[Exercise inputs]
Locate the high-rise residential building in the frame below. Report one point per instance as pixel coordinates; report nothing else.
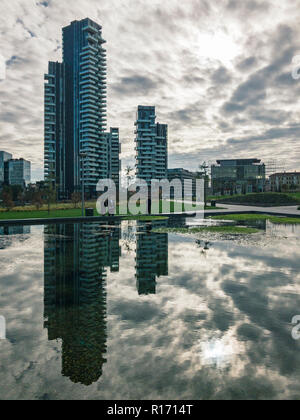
(4, 157)
(19, 172)
(76, 148)
(238, 176)
(114, 150)
(151, 146)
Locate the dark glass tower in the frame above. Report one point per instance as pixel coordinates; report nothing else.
(151, 256)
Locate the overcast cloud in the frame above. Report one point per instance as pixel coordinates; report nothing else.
(218, 72)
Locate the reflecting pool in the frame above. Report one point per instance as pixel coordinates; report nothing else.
(118, 311)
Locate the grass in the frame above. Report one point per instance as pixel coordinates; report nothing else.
(249, 217)
(229, 230)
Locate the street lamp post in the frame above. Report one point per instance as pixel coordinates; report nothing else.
(82, 156)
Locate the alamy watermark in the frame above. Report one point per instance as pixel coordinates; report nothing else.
(142, 199)
(296, 67)
(2, 328)
(296, 329)
(2, 67)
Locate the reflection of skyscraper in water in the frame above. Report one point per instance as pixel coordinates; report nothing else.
(151, 256)
(7, 231)
(75, 297)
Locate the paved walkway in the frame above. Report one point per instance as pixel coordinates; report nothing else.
(291, 211)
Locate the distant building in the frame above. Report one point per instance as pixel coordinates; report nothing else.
(19, 172)
(75, 111)
(4, 157)
(184, 175)
(151, 146)
(114, 150)
(151, 257)
(238, 176)
(285, 181)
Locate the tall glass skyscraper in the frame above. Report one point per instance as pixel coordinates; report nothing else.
(76, 146)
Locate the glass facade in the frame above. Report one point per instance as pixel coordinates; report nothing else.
(151, 146)
(19, 172)
(4, 157)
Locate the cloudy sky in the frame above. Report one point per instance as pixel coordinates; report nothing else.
(219, 72)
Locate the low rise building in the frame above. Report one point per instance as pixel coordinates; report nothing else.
(184, 175)
(4, 157)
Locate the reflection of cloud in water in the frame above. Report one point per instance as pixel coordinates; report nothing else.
(217, 327)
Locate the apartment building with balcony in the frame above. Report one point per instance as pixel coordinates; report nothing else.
(151, 145)
(4, 158)
(76, 147)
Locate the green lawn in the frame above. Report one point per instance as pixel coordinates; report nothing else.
(42, 214)
(249, 217)
(230, 230)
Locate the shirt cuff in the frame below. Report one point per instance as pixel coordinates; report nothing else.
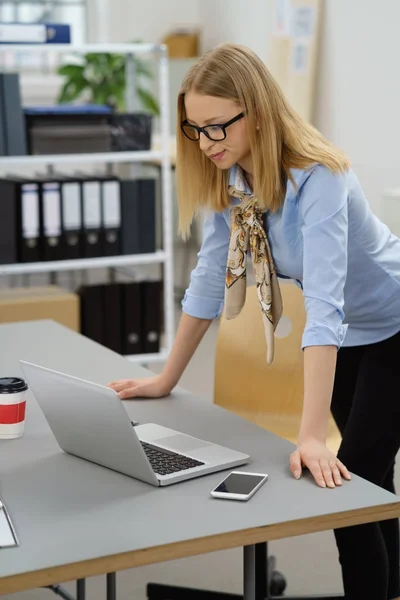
(201, 308)
(321, 334)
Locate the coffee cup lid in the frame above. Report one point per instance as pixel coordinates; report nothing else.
(12, 385)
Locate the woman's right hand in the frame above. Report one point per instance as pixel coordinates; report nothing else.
(148, 387)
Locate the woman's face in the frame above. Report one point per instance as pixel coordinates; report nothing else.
(204, 110)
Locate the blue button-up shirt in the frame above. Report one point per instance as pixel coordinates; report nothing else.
(326, 238)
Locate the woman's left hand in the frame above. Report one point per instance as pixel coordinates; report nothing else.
(325, 467)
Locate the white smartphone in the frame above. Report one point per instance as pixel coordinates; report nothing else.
(239, 485)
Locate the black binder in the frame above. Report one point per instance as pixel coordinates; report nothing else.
(112, 317)
(13, 120)
(71, 216)
(28, 228)
(92, 316)
(130, 216)
(111, 216)
(91, 217)
(147, 216)
(151, 315)
(27, 232)
(132, 312)
(9, 221)
(50, 218)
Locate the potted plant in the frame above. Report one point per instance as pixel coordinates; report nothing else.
(101, 78)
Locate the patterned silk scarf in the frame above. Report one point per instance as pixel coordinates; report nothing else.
(247, 233)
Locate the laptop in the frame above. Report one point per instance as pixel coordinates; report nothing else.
(89, 420)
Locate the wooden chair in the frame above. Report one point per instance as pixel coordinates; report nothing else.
(269, 395)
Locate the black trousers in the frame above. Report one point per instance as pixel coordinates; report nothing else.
(366, 408)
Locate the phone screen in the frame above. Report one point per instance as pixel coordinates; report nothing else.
(239, 483)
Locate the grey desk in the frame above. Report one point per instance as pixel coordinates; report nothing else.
(75, 519)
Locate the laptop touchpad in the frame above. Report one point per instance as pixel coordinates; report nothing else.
(181, 442)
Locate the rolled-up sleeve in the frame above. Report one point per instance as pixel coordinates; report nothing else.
(324, 212)
(204, 297)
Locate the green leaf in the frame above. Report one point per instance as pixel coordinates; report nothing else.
(119, 94)
(71, 91)
(142, 68)
(148, 101)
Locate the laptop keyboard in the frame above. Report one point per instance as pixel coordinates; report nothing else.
(165, 462)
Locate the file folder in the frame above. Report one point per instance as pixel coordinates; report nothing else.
(9, 222)
(71, 216)
(91, 218)
(50, 219)
(35, 33)
(92, 318)
(29, 242)
(111, 216)
(112, 317)
(130, 216)
(12, 116)
(8, 536)
(147, 216)
(71, 219)
(131, 310)
(151, 315)
(25, 231)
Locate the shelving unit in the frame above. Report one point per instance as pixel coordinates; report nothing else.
(163, 256)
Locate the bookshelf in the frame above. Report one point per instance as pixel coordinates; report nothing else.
(161, 156)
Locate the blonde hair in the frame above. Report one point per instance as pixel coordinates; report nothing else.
(284, 140)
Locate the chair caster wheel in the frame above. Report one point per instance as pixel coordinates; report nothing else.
(278, 584)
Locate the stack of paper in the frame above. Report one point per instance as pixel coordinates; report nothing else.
(8, 538)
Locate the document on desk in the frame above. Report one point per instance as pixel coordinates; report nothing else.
(8, 538)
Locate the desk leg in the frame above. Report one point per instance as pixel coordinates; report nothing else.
(255, 572)
(111, 586)
(81, 589)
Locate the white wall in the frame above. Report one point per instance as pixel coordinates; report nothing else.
(358, 92)
(150, 20)
(238, 21)
(359, 89)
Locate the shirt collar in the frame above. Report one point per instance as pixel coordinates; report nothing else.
(300, 176)
(238, 180)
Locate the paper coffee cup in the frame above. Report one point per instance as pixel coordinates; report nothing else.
(12, 407)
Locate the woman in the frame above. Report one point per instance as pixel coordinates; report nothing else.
(271, 184)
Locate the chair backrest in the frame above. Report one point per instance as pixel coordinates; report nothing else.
(244, 382)
(269, 395)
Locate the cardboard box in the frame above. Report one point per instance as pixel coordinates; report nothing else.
(182, 44)
(44, 302)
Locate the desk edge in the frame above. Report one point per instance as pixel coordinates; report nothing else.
(178, 550)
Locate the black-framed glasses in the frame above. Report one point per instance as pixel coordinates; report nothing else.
(215, 133)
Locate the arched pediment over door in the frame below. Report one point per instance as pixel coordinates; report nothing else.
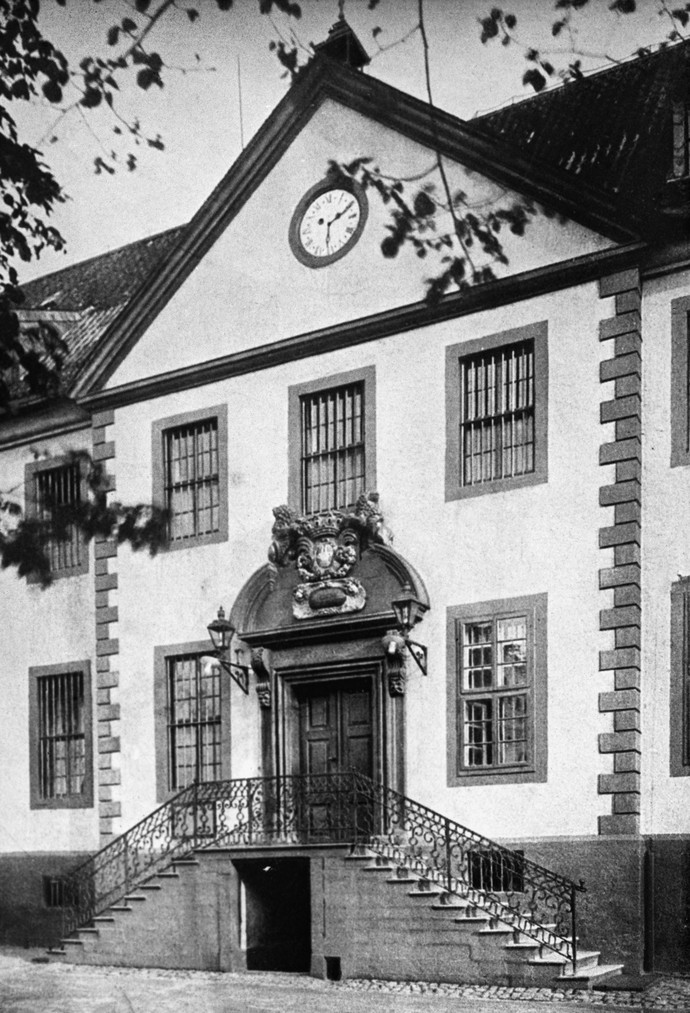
(315, 616)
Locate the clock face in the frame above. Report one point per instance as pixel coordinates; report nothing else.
(327, 222)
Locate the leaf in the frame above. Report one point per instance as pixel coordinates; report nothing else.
(534, 78)
(91, 98)
(52, 91)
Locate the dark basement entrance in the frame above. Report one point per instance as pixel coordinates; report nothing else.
(276, 913)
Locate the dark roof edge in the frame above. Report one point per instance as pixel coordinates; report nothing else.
(510, 290)
(381, 102)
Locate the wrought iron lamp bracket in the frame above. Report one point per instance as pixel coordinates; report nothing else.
(240, 673)
(418, 652)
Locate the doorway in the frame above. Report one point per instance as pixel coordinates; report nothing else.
(336, 727)
(276, 913)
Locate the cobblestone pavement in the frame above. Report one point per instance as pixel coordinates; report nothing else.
(26, 987)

[Instructions for the task]
Transcribe all the lines above exactly, apart from the pictures.

[The result]
Locate the high-rise residential building in the frame below. Report one point per instance as pixel coordinates; report nothing else.
(4, 157)
(19, 172)
(76, 148)
(238, 176)
(114, 150)
(151, 146)
Locate the dark glass tower in the frame above. Report one point per instance as pixel coordinates; report nothing else.
(151, 256)
Locate the overcast cloud in the frame above. Report one point per instance as pixel coordinates; report nothing else.
(218, 72)
Locate the reflecting pool in the frame above. Report one point per instance as pixel coordinates; report nothing else.
(118, 311)
Locate the grass in the frame above. Report one point per instance as pixel coordinates; report nothing else.
(249, 217)
(229, 230)
Locate the street lamp post in the frame above. Report one point per instance as pixel coordinates; report nothing else.
(82, 156)
Locate the alamy watermark in the frame above. Report one point per instance as pixel coordinates; report nothing else.
(142, 199)
(296, 67)
(2, 328)
(296, 329)
(2, 67)
Locate the reflection of skyscraper in water in the frame above. Report one point per instance as pixel coordinates; report nothing else.
(151, 256)
(7, 231)
(75, 297)
Locate the paved walkway in the frame above. Report one point per instance as pixel coordinates; report nothing else.
(291, 211)
Locate the distant building in the frame above. Report one point per instance as pixel coordinates; report nothing else.
(19, 172)
(75, 111)
(4, 157)
(184, 175)
(151, 146)
(114, 150)
(151, 257)
(238, 176)
(285, 181)
Locate the tall glass skyscraper in the frame above. Report one point per instance as pixel coordinates; report nothing else.
(76, 146)
Locate the glass facade in the frame above. Report one point per instance as pixel coordinates; report nothing else.
(151, 146)
(19, 172)
(4, 157)
Locate the cloudy sky in the frame above. Report one point per instance as pixel coordinates; report nothing else.
(219, 72)
Locate the low rise building in the frame above. Report one point per instance as pixel coordinates; report nothing else.
(184, 175)
(4, 157)
Locate the reflection of cloud in water in the frame above. Report one point per instance as pixel coordinates; report nothing else.
(217, 327)
Locate the apartment building with balcony in the frame above. Report one point per instance as pixel coordinates; report nothing else.
(151, 145)
(4, 158)
(76, 147)
Locate the green lawn in the frame above. Report one point per instance as pixel coordinates; report nothing else.
(42, 214)
(249, 217)
(230, 230)
Locate the shirt cuff in the frame below. Report one point per instance as pixel coordinates; report nothing else.
(201, 308)
(321, 334)
Locate the coffee cup lid in the frame above. Report one point per instance as pixel coordinates; report nothing else.
(12, 385)
Locate the woman's right hand in the frame above. Report one point per instance as pixel coordinates; report nothing else.
(148, 387)
Locate the woman's face in the frame above. Report one point per instance as pixel coordinates; report nothing else.
(204, 110)
Locate the blue button-up shirt in the frame above. Report one point per instance as pixel coordinates; report nothing else.
(326, 238)
Locate the woman's left hand in the frame above. Report one point per instance as pixel coordinates; report nothing else.
(325, 467)
Locate the white smartphone in the frame above. Report one point per instance as pixel coordinates; report nothing else.
(239, 485)
Locate the black binder in the frame above. Report one point per instance as pixel coordinates; report nothing else.
(112, 317)
(13, 120)
(71, 216)
(28, 228)
(92, 316)
(130, 216)
(111, 216)
(91, 217)
(147, 216)
(151, 315)
(27, 232)
(132, 312)
(9, 221)
(50, 218)
Locate the potted plant in the frame above. Report one point per instance as pixel coordinates; report nothing else.
(101, 78)
Locate the patterned silk scarf in the frame above. Report one point per instance as pixel coordinates; report nothing else.
(247, 233)
Locate the laptop in the frame above. Report one point per instance as pixel coordinates; report nothing else.
(89, 420)
Locate the wooden chair in the frame above. Report one point per instance as pixel coordinates; report nothing else.
(269, 395)
Locate the black trousers in the frame above. Report one point per instance as pixel coordinates; report nothing else.
(366, 408)
Locate the phone screen in the frame above. Report one point per instance as pixel coordinates; report nothing else.
(239, 483)
Locate the grey desk in the frame above. Report one point per instance as pixel coordinates; report nothing else.
(75, 519)
Locate the laptop touchpad in the frame above. Report one point per instance as pixel coordinates; report nothing else.
(181, 442)
Locate the rolled-up sleeve in the frame above. Report one point per instance as pixel coordinates; report nothing else.
(324, 212)
(204, 297)
Locate the green leaf in the frame above. Report one point per instance as pixel coordinates; report nothing else.
(119, 94)
(71, 91)
(142, 68)
(148, 101)
Locate the laptop keyboard in the frame above. Report one point per instance as pixel coordinates; report nothing else.
(165, 462)
Locate the file folder in the frame above. Report one point per instance as pixel coordinates; report nothing else.
(9, 222)
(71, 216)
(91, 218)
(50, 219)
(35, 33)
(92, 318)
(29, 242)
(111, 216)
(112, 317)
(130, 216)
(12, 116)
(8, 536)
(147, 216)
(71, 219)
(131, 310)
(151, 315)
(25, 231)
Locate the shelving unit in the frame above. Report one point per instance as pixel coordinates; report nothing else.
(163, 256)
Locate the bookshelf in the frame above. Report one point per instance as pixel coordinates; report nothing else.
(161, 156)
Locate the blonde hair in the frame above. Report one point per instance as pixel coordinates; report nothing else.
(284, 140)
Locate the chair caster wheel in the frame above. Report one point per instance as pixel coordinates; report nothing else.
(278, 584)
Locate the stack of paper in the frame above. Report one point per instance as pixel coordinates; report nothing else.
(8, 538)
Locate the document on desk in the frame above. Report one point per instance as pixel coordinates; report nothing else.
(8, 538)
Locate the desk leg in the frame above. Report one point per instance as pixel coordinates; report nothing else.
(255, 572)
(111, 586)
(81, 589)
Locate the white wall in the frame above. Report one point per instance as pixel coordinates; report nothing else.
(358, 92)
(150, 20)
(238, 21)
(359, 89)
Locate the shirt collar in the frame above. Report one point per instance as pixel coordinates; report nothing else.
(300, 176)
(238, 180)
Locate the paper coffee cup in the frame above. Report one point per instance as pixel coordinates; report nothing else.
(12, 407)
Locate the woman in the frame above. Report one point per instance as pixel coordinates; report nothing else.
(271, 184)
Locate the chair backrest in the frame above. Report one point per instance as pixel coordinates; report nothing else.
(244, 382)
(269, 395)
Locate the cardboard box in the frame above. Report one point per instance as pixel coordinates; report nothing else.
(182, 44)
(44, 302)
Locate the desk edge in the frame above. Report one point per instance as pixel coordinates; report nothing else.
(178, 550)
Locate the black-framed glasses in the frame above. Report one point per instance as pixel coordinates; report nothing else.
(215, 133)
Locate the arched pediment over door in the frame below. Report one point per instance as pixel coordinates; report nothing else.
(315, 616)
Locate the clock face in the frame above. Report one point per instance as pixel coordinates; report nothing else.
(327, 222)
Locate the leaf in the frame above. Report one point per instance as pixel coordinates; report nothing else.
(534, 78)
(91, 98)
(52, 91)
Locate the dark basement entrance in the frame above. Report one point per instance as pixel coordinates; report nothing else.
(276, 913)
Locate the dark roof edge in the frame above. Report one point per instance as pixel coordinates; report nothing else.
(510, 290)
(381, 102)
Locate the wrought iron lamp bracket in the frame above. Report one point per instance as pixel coordinates; report nothing else.
(240, 673)
(418, 652)
Locate the doorway in the frame above. Report one point per instance as pixel coordinates; report nothing else.
(336, 727)
(276, 913)
Locate the cobblestone pavement in the frame above. Report one point per instance as pixel coordinates; report nothing else.
(26, 987)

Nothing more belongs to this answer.